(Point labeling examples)
================

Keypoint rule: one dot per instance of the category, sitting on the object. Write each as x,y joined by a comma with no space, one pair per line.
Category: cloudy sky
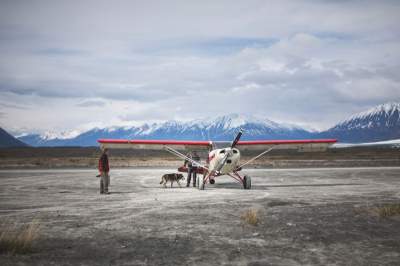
68,65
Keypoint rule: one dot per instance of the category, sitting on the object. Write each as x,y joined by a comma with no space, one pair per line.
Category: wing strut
184,157
255,158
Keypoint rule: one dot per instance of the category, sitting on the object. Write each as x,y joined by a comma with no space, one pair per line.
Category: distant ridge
6,140
376,124
220,128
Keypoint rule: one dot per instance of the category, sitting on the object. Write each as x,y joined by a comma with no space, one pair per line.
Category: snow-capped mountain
376,124
6,140
220,128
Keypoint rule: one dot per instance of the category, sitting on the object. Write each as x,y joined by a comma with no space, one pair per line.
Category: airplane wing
154,144
172,146
302,145
306,145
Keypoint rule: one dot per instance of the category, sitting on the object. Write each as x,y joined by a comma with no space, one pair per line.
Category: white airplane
220,161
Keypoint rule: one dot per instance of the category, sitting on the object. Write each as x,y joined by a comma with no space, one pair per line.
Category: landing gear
247,182
197,181
201,183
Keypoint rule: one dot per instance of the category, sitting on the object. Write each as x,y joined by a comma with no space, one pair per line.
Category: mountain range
7,140
379,123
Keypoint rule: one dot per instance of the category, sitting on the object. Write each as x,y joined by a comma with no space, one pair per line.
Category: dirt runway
306,217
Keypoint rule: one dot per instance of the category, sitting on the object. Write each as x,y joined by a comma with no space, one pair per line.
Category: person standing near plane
104,169
192,168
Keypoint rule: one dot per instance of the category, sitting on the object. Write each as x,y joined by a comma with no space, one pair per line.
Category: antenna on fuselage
236,140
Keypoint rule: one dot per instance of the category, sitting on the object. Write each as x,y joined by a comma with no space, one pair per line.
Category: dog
171,178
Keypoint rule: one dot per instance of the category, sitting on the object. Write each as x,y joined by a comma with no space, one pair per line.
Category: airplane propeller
234,143
236,140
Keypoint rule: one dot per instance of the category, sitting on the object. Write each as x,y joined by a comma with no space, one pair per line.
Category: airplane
220,161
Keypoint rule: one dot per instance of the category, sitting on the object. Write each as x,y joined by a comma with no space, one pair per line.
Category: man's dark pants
190,171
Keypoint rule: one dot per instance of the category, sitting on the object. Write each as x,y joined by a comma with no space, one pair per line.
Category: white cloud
308,62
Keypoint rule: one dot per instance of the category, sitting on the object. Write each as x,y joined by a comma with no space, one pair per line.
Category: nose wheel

================

> **What you have to do**
Write out each line again precisely as it appears, skipping every picture.

> **Result**
Keypoint rule: one dot per instance of the category, sitting on the object. Write each as x,y joined by a comma with no space, one pair per line.
Category: cloudy sky
68,65
Keypoint rule: one dot per instance of the category, sitting on the object. Write each as x,y joined by a comma with no space, one pair per line.
Category: wing strut
184,157
255,158
Keypoint rule: one dot per instance of the category, sitting on the object. Write each as x,y joined by a comma with no space, one pair per line.
Category: distant ridge
6,140
376,124
220,128
Keypoint rule: one dot per instance of the category, sitting on the object. Write each as x,y joined by a comma with no space, one pair per line.
Category: snow-capped mountain
376,124
6,140
220,128
Keypoint rule: one dot per instance of the category, sitting on the object. Write each as x,y joined by a comma with no space, one pair per line.
Category: airplane wing
154,144
172,146
302,145
306,145
Keypoint rule: one dot per instance of the category, sitting on the object. Write each as x,y joined by a comma with no space, one pair per line.
Category: white airplane
220,161
Keypoint rule: one dot per instance of the category, sitting on the object. Write each as x,y joined by a comma with no space, one pair per line.
Category: landing gear
247,182
197,181
201,183
Keypoint rule: one dot per instance of the category, sitting on the object. Write each as x,y joined by a comma with no space, one pair per line.
Category: mountain range
7,140
379,123
Keypoint rule: one dot per instance of the category, sitting on the object. Write each as x,y joined by a comma with no space, one pair per line.
Category: dirt runway
306,217
Keypoint rule: one dot per instance of the category, sitting on the object. Write each as x,y joined by a comma with no space, one pair per line.
Category: person standing near plane
104,169
192,168
Keypoint rule: one dot per instance of the category, sitting on the object. Write each as x,y joined by a comma with no space, one pair per line.
Category: antenna on fuselage
236,140
Keypoint rule: one dot per instance of the category, sitting on the object. Write each as x,y joined by a comma with no space, one pair per line.
Category: dog
171,178
Keypoint rule: one dot per instance of the category, sitting on the object. Write each as x,y joined by a comma with no space, one pair per line.
Category: airplane propeller
234,143
236,140
Keypoint rule: one dot per instance of the category, sitting on the object. Write each as x,y joined by a comma with no space, one pair per line.
Category: airplane
220,161
Keypoint rule: one dot per instance of the category, sitting on the object. Write each as x,y joined by a comma with no space, one pair per line.
Category: man's dark pants
190,171
Keypoint rule: one dot per instance of the category, sitting on the object. Write each as x,y joined by a comma with no space, one pair per line.
Category: white cloud
308,62
Keypoint rule: one dot per instance of the category, sitting on the object. Write each as x,y joined by a comma with no space, one pair per line.
Category: nose wheel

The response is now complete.